Abu Hamza is missing both hands and an eye. Because of his appearance, said a barrister, he has been turned him into a "pantomime villain". Writers for the Daily Mirror, external call him "Captain Hook".
In 2006 Abu Hamza was sentenced to seven years in prison in the UK for using his sermons to incite murder and other crimes. Some wonder why he was not put away for longer.
"I think he was very clever in knowing the limits of the law," said Richard Barrett, formerly of MI6 and now with a New York-based private intelligence firm, Soufan Group.
Edward Kim, a US federal prosecutor in the trial, said last week that Abu Hamza had managed to "hide in plain sight in London".
Barrett said that Abu Hamza was not only clever. He was also a show off.
"He's a big mouth, but unfortunately people turn up to listen. They don't see through him," said Barrett.
"Can you imagine him being a suicide bomber? Not in a million years," Barrett said. "But I can imagine him getting a kick out of convincing someone else to be a suicide bomber."
Abu Hamza has changed his story over the years. At one point he told, external a reporter that he was injured while working on a road-building crew in Afghanistan - and a landmine exploded.
Later he said he was maimed while fighting in Afghanistan. Here in the US he said that the mishap occurred while he was during humanitarian work, according to Reuters, external.
"Pretty soon he'll say he lost his hands working in a soup kitchen," said a lawyer who came to watch the trial. Like many New Yorkers, the lawyer wants to see Abu Hamza convicted.
The judge, Katherine Forrest, wants to make sure he gets a fair trial.
She has expressed concern about how jurors will react to discussions about al-Qaeda and the Cole bombing. Their emotions, she wrote in a 15 April court order, may be "stirred".
Still she believes that evidence of different kinds, even when disturbing, should be presented. Whether inside or outside the courtroom, the spectre of al-Qaeda hovers over the trial.

STUDY QUESTIONS:
[a] Repeat part of the article on Abu Hamza's trial word for word. Begin at the words "Barrett said that" and stop after "a landmine exploded.".
[b] According to the article on Abu Hamza's trial, what sentence did he receive in the UK in 2006?
[c] Take the article on Abu Hamza's trial further, writing on from its final sentence.

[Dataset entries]
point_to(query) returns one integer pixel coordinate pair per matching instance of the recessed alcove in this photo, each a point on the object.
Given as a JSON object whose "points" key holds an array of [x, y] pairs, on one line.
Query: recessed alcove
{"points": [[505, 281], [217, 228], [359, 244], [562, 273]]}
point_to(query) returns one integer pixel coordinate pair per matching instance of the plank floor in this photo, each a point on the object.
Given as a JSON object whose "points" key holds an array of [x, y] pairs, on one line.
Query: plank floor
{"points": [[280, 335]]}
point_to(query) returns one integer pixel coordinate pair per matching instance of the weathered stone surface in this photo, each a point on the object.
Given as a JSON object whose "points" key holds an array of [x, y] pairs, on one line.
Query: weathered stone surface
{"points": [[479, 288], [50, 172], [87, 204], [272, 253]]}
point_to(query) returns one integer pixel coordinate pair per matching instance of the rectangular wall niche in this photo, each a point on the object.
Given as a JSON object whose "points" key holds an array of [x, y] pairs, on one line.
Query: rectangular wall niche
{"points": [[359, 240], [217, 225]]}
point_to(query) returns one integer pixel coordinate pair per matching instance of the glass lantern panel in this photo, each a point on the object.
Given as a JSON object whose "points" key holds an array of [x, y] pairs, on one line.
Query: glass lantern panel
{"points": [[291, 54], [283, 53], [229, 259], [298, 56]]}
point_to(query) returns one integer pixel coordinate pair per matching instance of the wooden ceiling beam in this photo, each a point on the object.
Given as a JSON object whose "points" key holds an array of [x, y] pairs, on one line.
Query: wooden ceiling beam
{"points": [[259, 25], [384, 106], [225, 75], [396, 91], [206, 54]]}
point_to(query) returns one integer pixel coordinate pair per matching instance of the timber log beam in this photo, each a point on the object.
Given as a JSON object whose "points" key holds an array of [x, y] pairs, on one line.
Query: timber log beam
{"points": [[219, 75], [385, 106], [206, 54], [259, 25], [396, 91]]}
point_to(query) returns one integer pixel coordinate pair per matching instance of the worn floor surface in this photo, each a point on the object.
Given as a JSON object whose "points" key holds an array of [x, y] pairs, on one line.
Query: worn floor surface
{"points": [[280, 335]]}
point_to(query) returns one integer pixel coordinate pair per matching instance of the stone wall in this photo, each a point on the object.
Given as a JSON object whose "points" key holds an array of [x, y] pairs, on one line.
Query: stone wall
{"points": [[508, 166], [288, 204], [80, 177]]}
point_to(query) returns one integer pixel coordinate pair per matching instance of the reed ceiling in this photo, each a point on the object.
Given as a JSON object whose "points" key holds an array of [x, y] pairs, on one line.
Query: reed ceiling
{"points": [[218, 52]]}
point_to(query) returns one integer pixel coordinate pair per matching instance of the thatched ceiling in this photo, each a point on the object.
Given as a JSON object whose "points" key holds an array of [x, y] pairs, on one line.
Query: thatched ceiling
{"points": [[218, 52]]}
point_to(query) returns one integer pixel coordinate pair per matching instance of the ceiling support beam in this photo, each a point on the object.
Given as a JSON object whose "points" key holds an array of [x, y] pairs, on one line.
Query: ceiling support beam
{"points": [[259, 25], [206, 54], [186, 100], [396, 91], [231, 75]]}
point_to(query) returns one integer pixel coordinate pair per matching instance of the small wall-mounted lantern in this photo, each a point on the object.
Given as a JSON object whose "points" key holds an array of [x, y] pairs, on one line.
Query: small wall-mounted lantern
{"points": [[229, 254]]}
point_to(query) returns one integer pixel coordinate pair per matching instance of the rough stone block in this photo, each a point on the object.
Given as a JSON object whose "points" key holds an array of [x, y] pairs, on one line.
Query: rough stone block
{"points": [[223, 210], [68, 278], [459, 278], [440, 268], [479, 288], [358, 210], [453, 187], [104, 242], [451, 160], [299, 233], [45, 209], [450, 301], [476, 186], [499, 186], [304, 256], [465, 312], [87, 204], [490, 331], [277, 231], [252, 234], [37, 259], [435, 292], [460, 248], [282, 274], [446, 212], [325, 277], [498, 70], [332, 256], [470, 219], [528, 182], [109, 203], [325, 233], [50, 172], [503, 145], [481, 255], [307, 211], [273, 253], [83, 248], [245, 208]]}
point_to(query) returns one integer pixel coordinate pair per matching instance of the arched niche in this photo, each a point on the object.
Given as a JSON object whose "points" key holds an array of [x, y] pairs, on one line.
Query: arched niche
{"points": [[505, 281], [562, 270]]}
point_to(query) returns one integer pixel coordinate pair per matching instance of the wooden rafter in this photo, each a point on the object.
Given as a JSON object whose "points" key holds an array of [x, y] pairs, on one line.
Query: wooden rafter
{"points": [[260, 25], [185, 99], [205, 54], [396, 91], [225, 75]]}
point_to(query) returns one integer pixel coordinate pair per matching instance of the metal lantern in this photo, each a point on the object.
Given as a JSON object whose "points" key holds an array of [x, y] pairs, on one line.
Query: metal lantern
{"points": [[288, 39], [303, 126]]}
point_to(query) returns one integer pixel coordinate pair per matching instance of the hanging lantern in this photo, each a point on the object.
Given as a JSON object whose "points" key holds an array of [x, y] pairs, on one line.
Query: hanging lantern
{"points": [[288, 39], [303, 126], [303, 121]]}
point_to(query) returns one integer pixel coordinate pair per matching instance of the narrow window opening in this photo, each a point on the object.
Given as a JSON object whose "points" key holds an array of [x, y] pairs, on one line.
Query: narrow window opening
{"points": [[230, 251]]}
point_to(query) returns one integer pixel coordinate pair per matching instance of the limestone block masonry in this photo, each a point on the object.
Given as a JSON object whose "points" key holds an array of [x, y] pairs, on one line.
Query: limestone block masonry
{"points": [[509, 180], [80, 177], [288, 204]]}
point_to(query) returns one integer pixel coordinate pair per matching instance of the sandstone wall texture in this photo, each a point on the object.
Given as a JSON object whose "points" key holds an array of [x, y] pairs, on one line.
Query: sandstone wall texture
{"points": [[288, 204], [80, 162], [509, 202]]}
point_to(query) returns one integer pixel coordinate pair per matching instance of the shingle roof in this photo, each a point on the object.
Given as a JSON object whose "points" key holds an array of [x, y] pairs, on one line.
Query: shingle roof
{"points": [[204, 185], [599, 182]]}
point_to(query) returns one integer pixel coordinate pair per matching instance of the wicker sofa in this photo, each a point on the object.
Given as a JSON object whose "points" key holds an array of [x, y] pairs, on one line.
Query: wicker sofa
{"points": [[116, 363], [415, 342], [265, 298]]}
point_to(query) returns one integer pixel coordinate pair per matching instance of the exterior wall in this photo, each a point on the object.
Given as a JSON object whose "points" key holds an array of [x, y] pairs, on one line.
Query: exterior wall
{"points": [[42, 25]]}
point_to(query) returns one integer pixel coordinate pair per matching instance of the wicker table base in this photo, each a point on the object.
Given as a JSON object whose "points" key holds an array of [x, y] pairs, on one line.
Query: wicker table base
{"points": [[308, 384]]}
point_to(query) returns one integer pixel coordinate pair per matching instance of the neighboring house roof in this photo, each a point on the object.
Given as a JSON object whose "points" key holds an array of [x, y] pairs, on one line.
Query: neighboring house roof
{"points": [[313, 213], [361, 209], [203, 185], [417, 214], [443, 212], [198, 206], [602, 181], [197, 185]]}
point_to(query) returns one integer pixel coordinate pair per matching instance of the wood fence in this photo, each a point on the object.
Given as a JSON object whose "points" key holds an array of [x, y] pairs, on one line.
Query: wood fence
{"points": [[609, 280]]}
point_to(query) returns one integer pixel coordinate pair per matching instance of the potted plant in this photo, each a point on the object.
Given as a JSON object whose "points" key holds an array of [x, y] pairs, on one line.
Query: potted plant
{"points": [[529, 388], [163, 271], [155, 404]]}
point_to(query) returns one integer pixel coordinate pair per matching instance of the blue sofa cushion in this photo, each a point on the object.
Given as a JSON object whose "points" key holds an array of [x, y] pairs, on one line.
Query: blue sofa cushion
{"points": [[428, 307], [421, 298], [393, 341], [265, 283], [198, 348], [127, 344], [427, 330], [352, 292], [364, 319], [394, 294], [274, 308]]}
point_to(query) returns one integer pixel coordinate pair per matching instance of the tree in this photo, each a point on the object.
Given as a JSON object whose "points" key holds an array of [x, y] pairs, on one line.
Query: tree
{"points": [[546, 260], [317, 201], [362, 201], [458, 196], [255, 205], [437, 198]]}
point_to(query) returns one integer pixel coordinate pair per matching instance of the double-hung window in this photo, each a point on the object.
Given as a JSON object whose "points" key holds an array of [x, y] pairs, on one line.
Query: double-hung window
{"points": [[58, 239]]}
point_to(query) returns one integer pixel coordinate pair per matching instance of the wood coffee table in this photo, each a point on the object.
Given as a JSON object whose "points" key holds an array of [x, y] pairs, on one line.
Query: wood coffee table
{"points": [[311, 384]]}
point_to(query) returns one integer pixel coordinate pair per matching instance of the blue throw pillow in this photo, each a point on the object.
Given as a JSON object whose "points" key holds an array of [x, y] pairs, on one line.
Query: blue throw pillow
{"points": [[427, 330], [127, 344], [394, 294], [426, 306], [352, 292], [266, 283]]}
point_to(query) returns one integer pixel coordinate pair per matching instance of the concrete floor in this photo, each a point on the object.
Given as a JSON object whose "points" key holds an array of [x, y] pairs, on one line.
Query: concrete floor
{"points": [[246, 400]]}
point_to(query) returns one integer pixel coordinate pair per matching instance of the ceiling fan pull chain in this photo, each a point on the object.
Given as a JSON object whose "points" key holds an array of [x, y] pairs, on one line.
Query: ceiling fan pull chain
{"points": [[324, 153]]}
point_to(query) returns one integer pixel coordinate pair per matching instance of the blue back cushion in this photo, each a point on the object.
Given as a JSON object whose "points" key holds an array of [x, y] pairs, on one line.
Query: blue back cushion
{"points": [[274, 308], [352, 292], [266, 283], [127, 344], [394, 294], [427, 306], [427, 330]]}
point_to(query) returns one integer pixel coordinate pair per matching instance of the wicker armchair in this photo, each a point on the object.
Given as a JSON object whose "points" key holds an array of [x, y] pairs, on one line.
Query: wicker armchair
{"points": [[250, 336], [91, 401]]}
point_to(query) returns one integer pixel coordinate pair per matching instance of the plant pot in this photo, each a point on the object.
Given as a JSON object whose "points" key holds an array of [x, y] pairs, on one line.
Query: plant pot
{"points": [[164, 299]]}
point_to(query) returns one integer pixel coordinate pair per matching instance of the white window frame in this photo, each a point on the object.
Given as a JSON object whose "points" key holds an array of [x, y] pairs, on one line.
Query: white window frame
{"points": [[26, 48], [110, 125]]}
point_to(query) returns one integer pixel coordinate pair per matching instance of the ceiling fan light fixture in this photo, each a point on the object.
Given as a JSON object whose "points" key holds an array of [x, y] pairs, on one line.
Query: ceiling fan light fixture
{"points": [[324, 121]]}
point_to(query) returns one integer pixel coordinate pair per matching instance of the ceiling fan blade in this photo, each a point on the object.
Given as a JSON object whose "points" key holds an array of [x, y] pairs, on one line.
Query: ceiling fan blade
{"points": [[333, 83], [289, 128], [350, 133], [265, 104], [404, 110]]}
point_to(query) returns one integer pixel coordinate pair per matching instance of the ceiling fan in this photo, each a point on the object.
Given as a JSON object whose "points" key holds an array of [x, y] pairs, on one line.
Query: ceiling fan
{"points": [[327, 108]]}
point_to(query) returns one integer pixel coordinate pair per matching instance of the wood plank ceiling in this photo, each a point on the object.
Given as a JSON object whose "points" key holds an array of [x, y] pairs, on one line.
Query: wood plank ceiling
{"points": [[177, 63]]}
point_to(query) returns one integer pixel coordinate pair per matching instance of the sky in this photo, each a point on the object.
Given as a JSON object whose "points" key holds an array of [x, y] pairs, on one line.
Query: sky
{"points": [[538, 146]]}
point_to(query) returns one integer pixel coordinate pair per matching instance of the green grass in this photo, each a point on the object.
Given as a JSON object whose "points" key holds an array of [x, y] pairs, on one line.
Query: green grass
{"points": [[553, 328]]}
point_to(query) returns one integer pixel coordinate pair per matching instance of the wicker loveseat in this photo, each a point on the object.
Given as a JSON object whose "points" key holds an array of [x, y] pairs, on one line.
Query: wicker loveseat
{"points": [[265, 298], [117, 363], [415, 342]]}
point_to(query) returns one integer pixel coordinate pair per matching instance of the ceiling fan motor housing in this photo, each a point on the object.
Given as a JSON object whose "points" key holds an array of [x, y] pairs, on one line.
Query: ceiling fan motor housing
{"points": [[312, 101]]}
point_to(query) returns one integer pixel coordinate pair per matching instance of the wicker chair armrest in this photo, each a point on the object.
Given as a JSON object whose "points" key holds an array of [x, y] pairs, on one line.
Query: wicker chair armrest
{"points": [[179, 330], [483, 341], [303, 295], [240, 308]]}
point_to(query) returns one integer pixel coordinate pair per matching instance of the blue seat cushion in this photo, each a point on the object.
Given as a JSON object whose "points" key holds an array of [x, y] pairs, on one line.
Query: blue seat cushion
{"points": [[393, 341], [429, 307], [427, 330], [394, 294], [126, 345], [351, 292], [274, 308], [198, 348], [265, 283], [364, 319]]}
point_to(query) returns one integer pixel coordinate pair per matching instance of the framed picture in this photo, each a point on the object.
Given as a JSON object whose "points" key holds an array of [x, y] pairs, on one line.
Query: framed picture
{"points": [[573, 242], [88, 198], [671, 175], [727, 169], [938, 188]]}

EXPECTED RESULTS:
[a]
Barrett said that Abu Hamza was not only clever. He was also a show off.
"He's a big mouth, but unfortunately people turn up to listen. They don't see through him," said Barrett.
"Can you imagine him being a suicide bomber? Not in a million years," Barrett said. "But I can imagine him getting a kick out of convincing someone else to be a suicide bomber."
Abu Hamza has changed his story over the years. At one point he told, external a reporter that he was injured while working on a road-building crew in Afghanistan - and a landmine exploded.

[b] He was sentenced to seven years in prison.

[c]
On Monday morning a security guard looked out a window near the courtroom. He pointed to a steel-framed tower that has been built at the site of the former World Trade Center. A light at the top of the spire blinked every two or three seconds.
"I was there on 9/11," he said.
He and his colleagues were taking precautions for the trial. A dog with a white muzzle walked down the hallway that morning, its toenails clicking on the marble, as he sniffed for bombs.
The charges against Abu Hamza are hard to fight, according to legal experts.
Many of the offences are known as "inchoate crimes", said Kim Lane Scheppele, director of Princeton University's Program in Law and Public Affairs. These offences include conspiracy and providing money, personnel or other kinds of support for terrorists.
She explained: "That's where the US legal system loves to stick charges because they're easy to prove."
Seen on the video link, Badat was dressed in a white, starched shirt and a tie.
He spoke in a London accent "with a bit of Midlands thrown in", said a British journalist in the courtroom. (Reporters for British publications filled two rows, a sign of interest in the case in the UK.)
Badat is from Gloucester and was once accepted at Imperial College in London, where he planned to study biochemistry. Then he went to Afghanistan.
While he was there, he spoke to Bin Laden about his plans to detonate explosives on an aeroplane. Their meeting, he said, "ended with him giving me a hug and wishing me luck in my mission".
Badat also met a man named Feroz Ali Abasi. Prosecutors say that Abu Hamza sent Abasi to see an al-Qaeda commander - and in this way provided support for the organisation.
Some time after Badat began speaking about al-Qaeda, Judge Forrest looked at the jurors. They had heard a series of graphic stories about plots to kill Americans, and she wondered how they were faring.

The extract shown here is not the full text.